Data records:
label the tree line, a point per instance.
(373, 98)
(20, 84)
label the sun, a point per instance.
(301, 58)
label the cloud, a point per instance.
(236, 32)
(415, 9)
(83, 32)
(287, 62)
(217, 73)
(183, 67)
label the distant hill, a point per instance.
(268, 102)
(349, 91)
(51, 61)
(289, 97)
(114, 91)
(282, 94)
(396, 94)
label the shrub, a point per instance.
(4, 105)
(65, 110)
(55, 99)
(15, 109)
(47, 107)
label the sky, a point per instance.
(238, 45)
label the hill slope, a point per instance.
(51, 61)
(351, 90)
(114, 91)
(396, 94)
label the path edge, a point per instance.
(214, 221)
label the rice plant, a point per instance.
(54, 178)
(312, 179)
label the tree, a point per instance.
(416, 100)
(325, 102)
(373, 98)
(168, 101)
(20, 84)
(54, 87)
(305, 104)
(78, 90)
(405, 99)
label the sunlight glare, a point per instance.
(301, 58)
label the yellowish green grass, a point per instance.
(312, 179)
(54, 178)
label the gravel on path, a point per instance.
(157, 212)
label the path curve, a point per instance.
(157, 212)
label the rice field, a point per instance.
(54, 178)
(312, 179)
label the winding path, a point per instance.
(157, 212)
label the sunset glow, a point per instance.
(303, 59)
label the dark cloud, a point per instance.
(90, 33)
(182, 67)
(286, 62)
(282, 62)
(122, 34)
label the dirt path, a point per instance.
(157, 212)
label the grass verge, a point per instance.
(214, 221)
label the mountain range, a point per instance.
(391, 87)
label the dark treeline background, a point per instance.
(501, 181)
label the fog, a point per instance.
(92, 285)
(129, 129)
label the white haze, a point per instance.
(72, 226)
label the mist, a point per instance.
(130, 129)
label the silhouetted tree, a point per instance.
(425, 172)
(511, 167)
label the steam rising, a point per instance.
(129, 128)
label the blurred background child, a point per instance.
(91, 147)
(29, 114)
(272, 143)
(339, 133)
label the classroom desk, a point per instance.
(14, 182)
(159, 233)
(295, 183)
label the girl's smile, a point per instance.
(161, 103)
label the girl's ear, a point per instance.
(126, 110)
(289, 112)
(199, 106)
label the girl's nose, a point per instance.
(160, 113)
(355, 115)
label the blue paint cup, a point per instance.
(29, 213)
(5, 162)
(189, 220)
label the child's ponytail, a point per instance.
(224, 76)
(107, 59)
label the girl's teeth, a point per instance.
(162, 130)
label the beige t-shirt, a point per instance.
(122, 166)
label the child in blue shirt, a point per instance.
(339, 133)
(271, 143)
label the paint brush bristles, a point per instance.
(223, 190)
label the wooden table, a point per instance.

> [TASK GOAL] Extract the data exactly as given.

> [REPLY TO THE EXERCISE]
label the tree line, a point per instance.
(373, 98)
(20, 84)
label the sun, a point per instance.
(301, 58)
label the cloud, a point per instance.
(236, 32)
(415, 9)
(83, 32)
(287, 62)
(217, 73)
(183, 67)
label the distant hill, a point per instance.
(268, 102)
(349, 91)
(51, 61)
(289, 97)
(114, 91)
(282, 94)
(396, 94)
label the shrub, a point per instance.
(4, 105)
(65, 110)
(55, 99)
(15, 109)
(47, 107)
label the sky, a point per instance.
(238, 45)
label the hill slope, a point per instance.
(51, 61)
(351, 90)
(114, 91)
(396, 94)
label the path edge, a point per instance.
(214, 221)
label the rice plant, a point per instance.
(54, 178)
(312, 179)
label the tree, a point per instance.
(416, 100)
(325, 102)
(373, 98)
(168, 101)
(20, 84)
(54, 87)
(305, 104)
(78, 90)
(405, 99)
label the sunlight glare, a point per instance.
(301, 58)
label the yellowish green grass, a point per instance.
(312, 179)
(54, 178)
label the gravel on path, a point per instance.
(157, 212)
label the path curve, a point per instance.
(157, 212)
label the rice field, a point per instance.
(54, 178)
(312, 179)
label the winding path, a point per instance.
(157, 212)
label the sunset glow, a point per instance.
(303, 59)
label the dark cloud, a point per instance.
(90, 33)
(182, 67)
(286, 62)
(282, 62)
(122, 34)
label the dirt path, a point per instance.
(157, 212)
label the grass verge, a point per instance.
(214, 221)
label the mountain range, a point per instance.
(391, 87)
label the dark treeline background, a point per instance.
(501, 181)
label the fog, a point per instance.
(92, 285)
(129, 129)
label the white haze, a point per instance.
(72, 226)
label the mist, a point per instance.
(130, 129)
label the silhouetted tree, a point per instance.
(425, 172)
(511, 167)
label the steam rising, a point per instance.
(129, 128)
label the blurred background child, a point per instance.
(91, 147)
(29, 114)
(272, 143)
(339, 133)
label the classroom desk, a point per instance.
(14, 182)
(159, 233)
(295, 183)
label the girl's smile, a point per instance.
(161, 103)
label the girl's ear, a point per instance.
(126, 110)
(289, 112)
(199, 106)
label the girl's nose, a point per instance.
(160, 113)
(355, 115)
label the blue paint cup, a point per instance.
(29, 213)
(5, 162)
(189, 220)
label the child's ponytail, a point per instance.
(224, 76)
(107, 59)
label the girl's teeth, a point per instance.
(162, 130)
label the beige t-shirt, a point per instance.
(122, 166)
label the child in blue shirt, a point per instance.
(339, 133)
(271, 143)
label the paint brush bristles, a point per instance.
(223, 190)
label the wooden table, a point per instance.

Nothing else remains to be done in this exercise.